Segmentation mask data
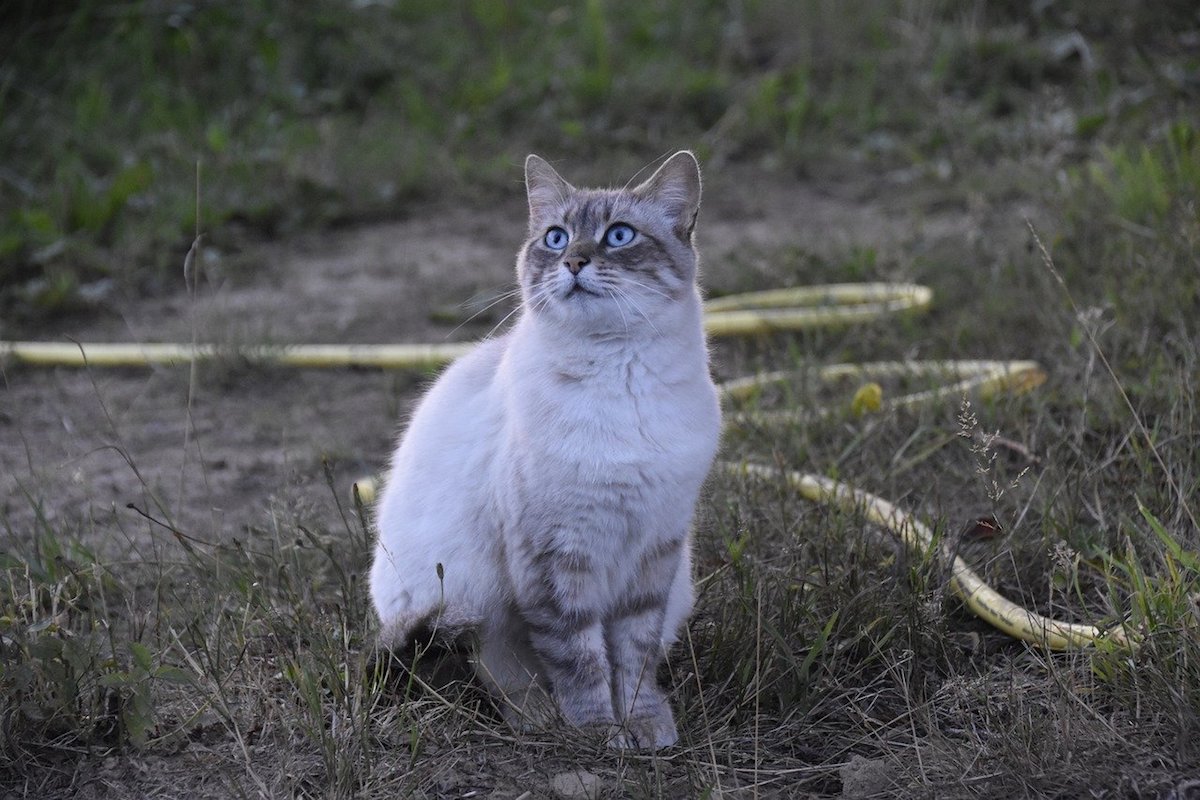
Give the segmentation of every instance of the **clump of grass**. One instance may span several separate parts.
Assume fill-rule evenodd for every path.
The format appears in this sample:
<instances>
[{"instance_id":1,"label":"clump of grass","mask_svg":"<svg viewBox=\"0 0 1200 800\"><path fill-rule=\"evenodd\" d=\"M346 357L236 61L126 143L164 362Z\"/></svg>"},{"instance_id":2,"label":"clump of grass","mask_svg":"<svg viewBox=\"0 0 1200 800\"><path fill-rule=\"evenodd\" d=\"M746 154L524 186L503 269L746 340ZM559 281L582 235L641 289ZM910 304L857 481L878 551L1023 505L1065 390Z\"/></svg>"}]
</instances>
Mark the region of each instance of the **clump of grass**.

Work task
From the line containing "The format appears" down to the last line, reproduce the records exactly. Include both ends.

Task answer
The format appears in this sample:
<instances>
[{"instance_id":1,"label":"clump of grass","mask_svg":"<svg viewBox=\"0 0 1200 800\"><path fill-rule=\"evenodd\" d=\"M346 357L236 61L126 143L164 362Z\"/></svg>"},{"instance_id":2,"label":"clump of grass","mask_svg":"<svg viewBox=\"0 0 1200 800\"><path fill-rule=\"evenodd\" d=\"M746 154L524 186L503 269L746 340ZM559 281L582 235L641 289ZM910 304L857 481L878 551L1023 505L1065 390Z\"/></svg>"}]
</instances>
Mark the region of each instance of the **clump of grass**.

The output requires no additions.